Here are records with pictures in them. Copy all of them exactly and leave the pictures out.

[Natural language region descriptions]
*-*-*

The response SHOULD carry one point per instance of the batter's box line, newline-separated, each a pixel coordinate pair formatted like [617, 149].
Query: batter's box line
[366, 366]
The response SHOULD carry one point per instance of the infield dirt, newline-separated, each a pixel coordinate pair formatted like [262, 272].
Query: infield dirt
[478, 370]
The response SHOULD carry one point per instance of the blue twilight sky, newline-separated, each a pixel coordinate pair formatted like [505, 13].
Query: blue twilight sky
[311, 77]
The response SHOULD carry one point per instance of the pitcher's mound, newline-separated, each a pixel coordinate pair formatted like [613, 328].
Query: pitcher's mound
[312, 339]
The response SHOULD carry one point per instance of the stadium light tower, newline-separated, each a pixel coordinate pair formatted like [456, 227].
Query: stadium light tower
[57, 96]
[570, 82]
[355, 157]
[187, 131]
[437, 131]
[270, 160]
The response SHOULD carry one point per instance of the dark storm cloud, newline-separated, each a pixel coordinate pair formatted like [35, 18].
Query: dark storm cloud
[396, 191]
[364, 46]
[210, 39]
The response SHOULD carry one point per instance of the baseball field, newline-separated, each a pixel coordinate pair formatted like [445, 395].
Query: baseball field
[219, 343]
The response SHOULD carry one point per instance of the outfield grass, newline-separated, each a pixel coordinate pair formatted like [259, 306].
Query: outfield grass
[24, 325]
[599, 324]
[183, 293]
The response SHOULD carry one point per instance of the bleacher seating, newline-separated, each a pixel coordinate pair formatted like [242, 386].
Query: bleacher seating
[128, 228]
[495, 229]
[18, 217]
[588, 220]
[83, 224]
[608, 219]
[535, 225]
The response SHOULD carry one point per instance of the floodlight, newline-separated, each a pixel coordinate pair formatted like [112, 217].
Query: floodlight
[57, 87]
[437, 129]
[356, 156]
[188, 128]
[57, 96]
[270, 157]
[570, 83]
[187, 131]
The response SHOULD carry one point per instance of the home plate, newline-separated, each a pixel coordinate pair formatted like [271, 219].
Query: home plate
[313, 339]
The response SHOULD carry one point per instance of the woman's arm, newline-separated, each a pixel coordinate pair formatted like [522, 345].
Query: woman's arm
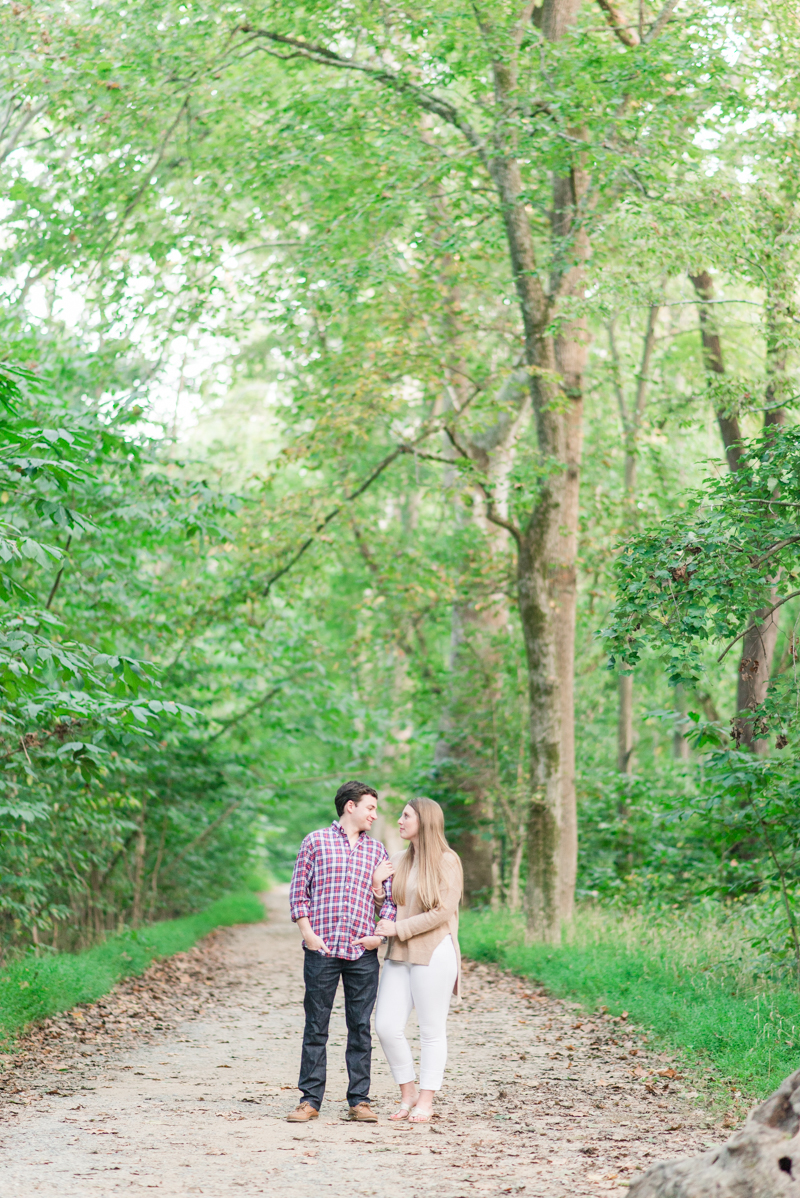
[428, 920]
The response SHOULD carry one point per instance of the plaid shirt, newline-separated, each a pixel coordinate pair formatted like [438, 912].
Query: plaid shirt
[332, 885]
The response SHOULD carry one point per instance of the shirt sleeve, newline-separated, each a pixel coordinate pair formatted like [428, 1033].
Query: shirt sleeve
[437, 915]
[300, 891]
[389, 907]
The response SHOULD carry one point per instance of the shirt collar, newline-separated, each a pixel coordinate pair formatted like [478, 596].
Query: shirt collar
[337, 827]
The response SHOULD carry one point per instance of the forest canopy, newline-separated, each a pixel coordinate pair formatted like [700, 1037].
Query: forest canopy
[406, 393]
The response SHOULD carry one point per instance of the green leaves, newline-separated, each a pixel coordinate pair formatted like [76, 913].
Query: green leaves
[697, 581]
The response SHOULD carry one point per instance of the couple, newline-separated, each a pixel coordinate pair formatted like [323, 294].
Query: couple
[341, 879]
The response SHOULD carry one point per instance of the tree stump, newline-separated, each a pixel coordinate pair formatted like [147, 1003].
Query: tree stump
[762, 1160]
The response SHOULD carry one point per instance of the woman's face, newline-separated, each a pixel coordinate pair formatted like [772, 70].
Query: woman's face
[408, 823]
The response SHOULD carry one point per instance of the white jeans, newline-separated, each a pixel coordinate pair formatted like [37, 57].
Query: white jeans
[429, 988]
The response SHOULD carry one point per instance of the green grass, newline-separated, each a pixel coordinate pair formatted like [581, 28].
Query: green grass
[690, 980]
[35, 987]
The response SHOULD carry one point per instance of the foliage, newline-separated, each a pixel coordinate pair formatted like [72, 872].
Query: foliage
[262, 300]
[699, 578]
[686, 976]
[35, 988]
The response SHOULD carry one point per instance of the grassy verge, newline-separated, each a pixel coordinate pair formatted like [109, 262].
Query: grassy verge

*-*-*

§ Output of the exercise:
The response SHOULD carry one point per instance of the batter's box line, newline-separated, each a pixel coordinate pair formatted like [617, 149].
Query: batter's box line
[366, 366]
The response SHOULD carry one point per instance of the infield dirt, newline-separated, each a pixel coordinate pair formatted like [262, 272].
Query: infield dirt
[478, 370]
The response SHOULD carry one point per instance of the blue twilight sky, newline-separated, each a pixel coordinate pair formatted like [505, 13].
Query: blue twilight sky
[311, 77]
The response SHOULD carry one point per instance of the pitcher's mound, newline-separated, each a pixel coordinate pair formatted like [613, 328].
Query: pitcher's mound
[312, 339]
The response SHOULD carry one point per instance of the stadium light tower, newline-separated, each a pixel coordinate pair formatted like [456, 227].
Query: stadium light tower
[57, 96]
[570, 82]
[355, 157]
[187, 131]
[437, 131]
[270, 160]
The response SHOULD carry one point per instance of the dark storm cloud, newline-separated, each a pixel coordinate pair formatted like [35, 18].
Query: dark storm cloud
[396, 191]
[364, 46]
[210, 39]
The response SHOULD carry one point per instance of the baseball field, newline-separated, each a pixel coordinate pair formatted like [445, 395].
Query: baseball field
[219, 343]
The response SHOULD carry one point per instance of the outfield grass, newline-separated, each a pixel coordinate pair formatted like [259, 306].
Query: outfield grass
[24, 325]
[599, 324]
[183, 293]
The response SHOULD carry one point per instance of the bleacher seating, newline-separated, each a pixel coordinate pair formatted like [242, 386].
Query: bleacher seating
[128, 228]
[495, 229]
[18, 217]
[588, 220]
[83, 224]
[608, 219]
[535, 225]
The response SHOULD carry one point per instance of the floodlight, newline-separated, each a pixel coordinate pair formatted like [112, 217].
Query: floodlight
[57, 87]
[437, 129]
[356, 156]
[188, 128]
[57, 96]
[270, 157]
[570, 83]
[187, 131]
The response SHOULD carry one point per instance of the home plate, newline-separated, each a pixel coordinate pair formatted like [271, 219].
Query: home plate
[313, 339]
The response SHOULD carry one point per instance of the woman's arm, newline-separated, each a pixel coordinate pair formatted like [522, 345].
Query: woman's arm
[428, 920]
The response SHOULD carry one point per instance of the plaid shirt, newline-separated, each a pixel coordinate pair formatted like [438, 912].
Query: plaid shirt
[332, 885]
The response SHOULD carry one point per instance of the shirt sleeve, newline-separated, each a pixel coordinate pair formatted like [428, 1033].
Query: shirt sleeve
[437, 915]
[300, 891]
[389, 907]
The response SHOULD carry one point per instance of the shirt collar, newline-separated, each a pixel coordinate pair formatted like [478, 596].
Query: shirt collar
[337, 827]
The response SHOULD carry one point per instance of the forest canopy, newline-separated, each a pixel coordinate pair formatted like [700, 1037].
Query: forest canopy
[406, 393]
The response SHOULD carry one point per instance of the green leaves, newline-separated, each a pixel coordinate pair formatted like [76, 913].
Query: green leaves
[697, 581]
The response SHOULD carry one point per instance of the couple, newline-separated, each a pixel coordinate pair formatted like [323, 294].
Query: couple
[341, 879]
The response SHOULD carry one point per instance of the tree stump, newline-separated, each a pixel coordinate pair formatted like [147, 1003].
Query: tree stump
[762, 1160]
The response SHOULD carry one point per instance of the woman's face, newline-separated, each a pixel coordinate pair formatted like [772, 70].
Query: woman's face
[408, 823]
The response SHOULD carry one point per instance of the white jeans, newline-separated, each a pixel coordinate pair formatted like [37, 57].
Query: white jeans
[429, 988]
The response SHOULD carry one point per instance of the green grass, newline-separated, each a pixel coordinate pair formatted like [581, 28].
Query: green grass
[690, 980]
[35, 987]
The response SHOULD carry one point per instance of the foliage, newline-separated, each a pixel coordinate pair formatted like [72, 872].
Query: foliage
[262, 300]
[699, 578]
[686, 976]
[35, 988]
The response SHOULD carry one point per instance of the grassy verge, newline-separated, each a pixel coordinate pair formatted like [109, 262].
Query: grassy verge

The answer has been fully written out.